* INSTRUCTIONS TO FOLLOW: Present the data once more in exactly its original form.

─── RECORDS TO USE

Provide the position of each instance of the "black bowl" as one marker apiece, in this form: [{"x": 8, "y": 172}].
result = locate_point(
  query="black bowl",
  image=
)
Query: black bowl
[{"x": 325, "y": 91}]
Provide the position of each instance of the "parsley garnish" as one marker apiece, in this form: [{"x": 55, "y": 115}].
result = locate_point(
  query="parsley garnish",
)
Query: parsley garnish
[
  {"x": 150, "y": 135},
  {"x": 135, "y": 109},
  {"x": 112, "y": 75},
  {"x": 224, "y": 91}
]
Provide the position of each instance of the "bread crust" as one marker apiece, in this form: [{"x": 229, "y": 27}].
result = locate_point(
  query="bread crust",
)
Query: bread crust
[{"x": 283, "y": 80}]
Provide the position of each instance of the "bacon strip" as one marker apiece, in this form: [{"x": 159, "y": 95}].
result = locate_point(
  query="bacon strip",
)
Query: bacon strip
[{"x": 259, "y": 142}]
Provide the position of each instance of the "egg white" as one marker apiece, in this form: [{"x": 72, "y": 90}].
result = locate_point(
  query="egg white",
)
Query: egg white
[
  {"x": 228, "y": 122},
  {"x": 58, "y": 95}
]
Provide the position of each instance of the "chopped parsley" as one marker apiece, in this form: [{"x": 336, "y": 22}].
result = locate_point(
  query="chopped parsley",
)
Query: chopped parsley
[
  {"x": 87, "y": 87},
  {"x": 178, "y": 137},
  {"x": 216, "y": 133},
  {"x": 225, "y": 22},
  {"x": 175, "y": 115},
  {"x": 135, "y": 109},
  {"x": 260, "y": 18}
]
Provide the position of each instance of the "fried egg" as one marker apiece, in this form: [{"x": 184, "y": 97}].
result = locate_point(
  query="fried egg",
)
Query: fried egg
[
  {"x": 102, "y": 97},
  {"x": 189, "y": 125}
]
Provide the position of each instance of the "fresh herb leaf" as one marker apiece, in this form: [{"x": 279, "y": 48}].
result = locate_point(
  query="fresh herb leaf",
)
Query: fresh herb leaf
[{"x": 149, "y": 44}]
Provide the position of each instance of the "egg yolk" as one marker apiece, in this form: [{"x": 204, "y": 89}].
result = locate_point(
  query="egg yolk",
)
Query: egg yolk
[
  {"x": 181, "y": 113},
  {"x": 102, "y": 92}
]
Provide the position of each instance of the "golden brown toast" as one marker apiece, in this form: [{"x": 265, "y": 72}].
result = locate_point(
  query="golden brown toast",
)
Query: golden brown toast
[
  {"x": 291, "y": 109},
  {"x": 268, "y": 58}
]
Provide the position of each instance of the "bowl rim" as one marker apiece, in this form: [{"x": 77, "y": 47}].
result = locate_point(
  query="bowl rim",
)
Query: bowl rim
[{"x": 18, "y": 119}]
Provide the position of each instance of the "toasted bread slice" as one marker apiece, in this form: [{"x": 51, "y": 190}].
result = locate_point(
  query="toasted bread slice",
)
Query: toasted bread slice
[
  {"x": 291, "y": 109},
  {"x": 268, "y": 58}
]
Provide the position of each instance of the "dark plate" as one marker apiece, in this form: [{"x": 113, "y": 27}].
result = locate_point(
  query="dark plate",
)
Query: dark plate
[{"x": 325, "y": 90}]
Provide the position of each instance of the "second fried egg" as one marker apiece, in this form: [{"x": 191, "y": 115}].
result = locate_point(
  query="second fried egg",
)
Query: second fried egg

──────

* CORRECT RESULT:
Provide the position of each instance of the "black bowl" as one marker apiece, in this form: [{"x": 8, "y": 172}].
result = locate_point(
  query="black bowl",
  image=
)
Query: black bowl
[{"x": 325, "y": 91}]
Provide the position of each instance of the "parsley garnish" as one marker apiece, in this form: [{"x": 55, "y": 115}].
result = locate_point(
  query="parsley garnish",
)
Query: parsley garnish
[
  {"x": 150, "y": 135},
  {"x": 135, "y": 109},
  {"x": 112, "y": 75},
  {"x": 224, "y": 91}
]
Provide the position of each instance of the "bread crust" as one marker apiece, in this form: [{"x": 229, "y": 27}].
result = locate_point(
  query="bread crust",
)
Query: bread crust
[{"x": 283, "y": 80}]
Provide the position of each instance of the "bacon strip" as one marker apiece, in this form: [{"x": 159, "y": 95}].
result = locate_point(
  query="bacon strip",
)
Query: bacon strip
[{"x": 259, "y": 142}]
Provide the position of each instance of the "egg white" as one marker apiece, in this form: [{"x": 72, "y": 90}].
result = locate_point(
  query="egg white",
)
Query: egg white
[
  {"x": 228, "y": 122},
  {"x": 58, "y": 95}
]
Provide the position of each instance of the "chopped parsley" as one marker apiece, in this form: [{"x": 336, "y": 22}].
result = locate_point(
  query="chopped parsley",
)
Query: chopped parsley
[
  {"x": 87, "y": 87},
  {"x": 178, "y": 137},
  {"x": 216, "y": 133},
  {"x": 225, "y": 22},
  {"x": 175, "y": 115},
  {"x": 135, "y": 109},
  {"x": 260, "y": 18}
]
Provide the position of each instance of the "fried egg" as one marker apiece, in this form: [{"x": 184, "y": 97}].
result = locate_point(
  query="fried egg",
)
Query: fried egg
[
  {"x": 102, "y": 97},
  {"x": 189, "y": 125}
]
Provide the position of each instance of the "fresh herb leaf" as one marker apiece, in this form: [{"x": 279, "y": 48}].
result = locate_point(
  query="fresh herb leaf",
)
Query: fresh herb leaf
[{"x": 149, "y": 44}]
Provide the position of each instance of the "egg yolk" as one marker apiece, in this form: [{"x": 204, "y": 89}].
result = locate_point(
  query="egg yolk",
)
Query: egg yolk
[
  {"x": 181, "y": 113},
  {"x": 102, "y": 92}
]
Provide the position of each instance of the "golden brown toast" as one marker apiece, in this form: [{"x": 265, "y": 72}].
result = locate_point(
  query="golden brown toast",
)
Query: golden brown toast
[
  {"x": 291, "y": 109},
  {"x": 268, "y": 58}
]
Provide the position of each instance of the "bowl rim" as one marker apiece, in this form: [{"x": 77, "y": 47}].
result = locate_point(
  query="bowl rim",
)
Query: bowl rim
[{"x": 18, "y": 119}]
Provide the position of each instance of the "toasted bread slice" as one marker apiece, in this form: [{"x": 51, "y": 190}].
result = locate_point(
  query="toasted bread slice",
)
Query: toasted bread slice
[
  {"x": 291, "y": 109},
  {"x": 268, "y": 58}
]
Provide the position of each instance of the "dark plate" as one marker apiece, in this form: [{"x": 113, "y": 27}].
result = locate_point(
  query="dark plate",
)
Query: dark plate
[{"x": 325, "y": 90}]
Provide the position of each instance of the "second fried egg" as one marker apiece, in this form: [{"x": 191, "y": 115}].
result = locate_point(
  query="second fried egg",
)
Query: second fried egg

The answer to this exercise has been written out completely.